#### DIRECTION:
Return, without any change, the stretch of the listing from the line containing "of the flight" through the end of the listing.

Start of SUPPLIED MATERIAL

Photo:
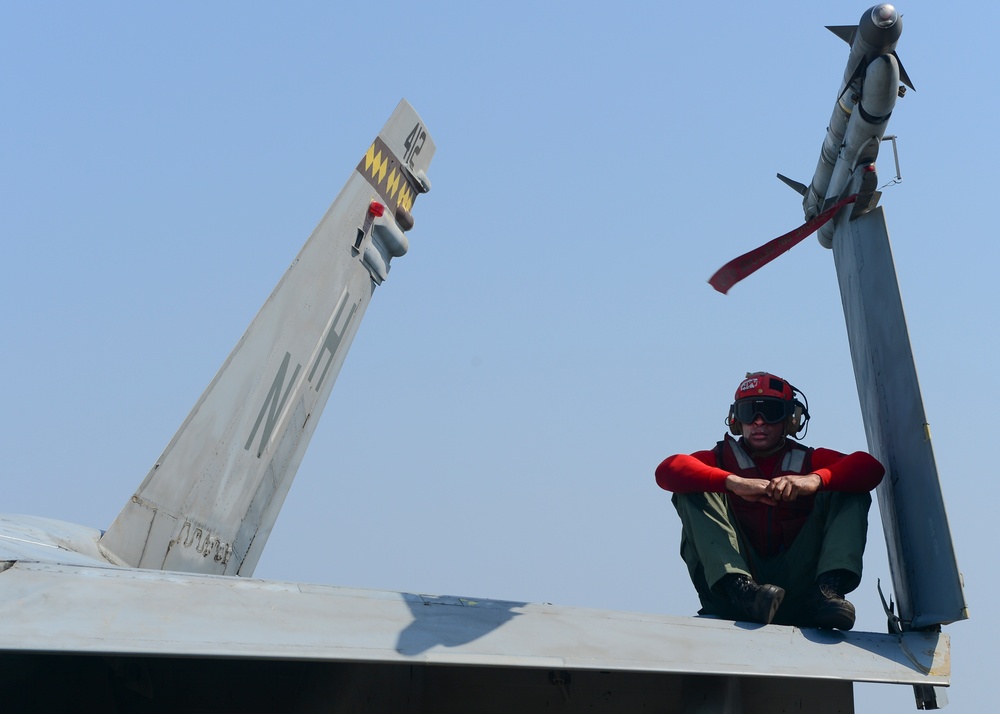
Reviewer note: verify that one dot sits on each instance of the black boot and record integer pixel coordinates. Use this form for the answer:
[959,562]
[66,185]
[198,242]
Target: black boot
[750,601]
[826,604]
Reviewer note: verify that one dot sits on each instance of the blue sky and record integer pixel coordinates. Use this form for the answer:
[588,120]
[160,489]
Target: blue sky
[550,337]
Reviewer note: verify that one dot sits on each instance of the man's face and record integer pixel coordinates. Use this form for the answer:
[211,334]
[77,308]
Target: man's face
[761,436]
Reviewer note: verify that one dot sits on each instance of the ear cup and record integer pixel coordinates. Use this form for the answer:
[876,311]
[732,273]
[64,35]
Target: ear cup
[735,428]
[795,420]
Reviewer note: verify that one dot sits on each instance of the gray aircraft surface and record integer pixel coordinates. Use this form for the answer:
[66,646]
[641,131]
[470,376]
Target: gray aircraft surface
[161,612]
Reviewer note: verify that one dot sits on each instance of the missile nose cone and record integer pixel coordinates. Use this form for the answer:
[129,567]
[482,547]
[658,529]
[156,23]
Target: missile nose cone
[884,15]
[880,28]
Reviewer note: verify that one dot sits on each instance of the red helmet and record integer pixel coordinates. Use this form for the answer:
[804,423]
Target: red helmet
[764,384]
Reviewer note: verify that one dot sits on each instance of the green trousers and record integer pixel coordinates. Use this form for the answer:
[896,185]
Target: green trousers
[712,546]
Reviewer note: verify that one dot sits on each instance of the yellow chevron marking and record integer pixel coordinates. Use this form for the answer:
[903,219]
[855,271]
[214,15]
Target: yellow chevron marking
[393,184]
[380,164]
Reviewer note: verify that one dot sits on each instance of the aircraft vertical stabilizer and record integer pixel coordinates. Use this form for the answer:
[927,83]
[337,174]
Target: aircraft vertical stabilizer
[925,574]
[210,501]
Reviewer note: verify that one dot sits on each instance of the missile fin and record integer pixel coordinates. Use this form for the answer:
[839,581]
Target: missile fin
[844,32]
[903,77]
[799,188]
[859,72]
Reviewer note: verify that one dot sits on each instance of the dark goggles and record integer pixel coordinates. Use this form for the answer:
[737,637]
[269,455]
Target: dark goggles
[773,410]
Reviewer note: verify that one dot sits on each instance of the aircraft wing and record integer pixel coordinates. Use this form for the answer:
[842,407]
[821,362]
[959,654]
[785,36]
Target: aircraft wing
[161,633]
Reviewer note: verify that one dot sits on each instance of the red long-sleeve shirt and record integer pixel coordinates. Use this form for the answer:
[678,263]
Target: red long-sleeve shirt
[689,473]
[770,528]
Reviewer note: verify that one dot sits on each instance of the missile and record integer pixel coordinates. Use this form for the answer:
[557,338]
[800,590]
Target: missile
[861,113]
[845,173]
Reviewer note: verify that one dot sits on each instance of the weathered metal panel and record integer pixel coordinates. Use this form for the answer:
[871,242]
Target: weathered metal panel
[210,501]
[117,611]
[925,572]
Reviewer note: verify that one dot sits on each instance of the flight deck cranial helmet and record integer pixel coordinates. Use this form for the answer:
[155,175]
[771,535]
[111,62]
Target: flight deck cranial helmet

End of SUPPLIED MATERIAL

#### ANSWER:
Reviewer note: verify that one dot sits on each instance of the flight deck cranial helmet and record integer pixel coordinates. Use this form for the answer:
[155,175]
[771,535]
[111,62]
Target: flight deck cranial helmet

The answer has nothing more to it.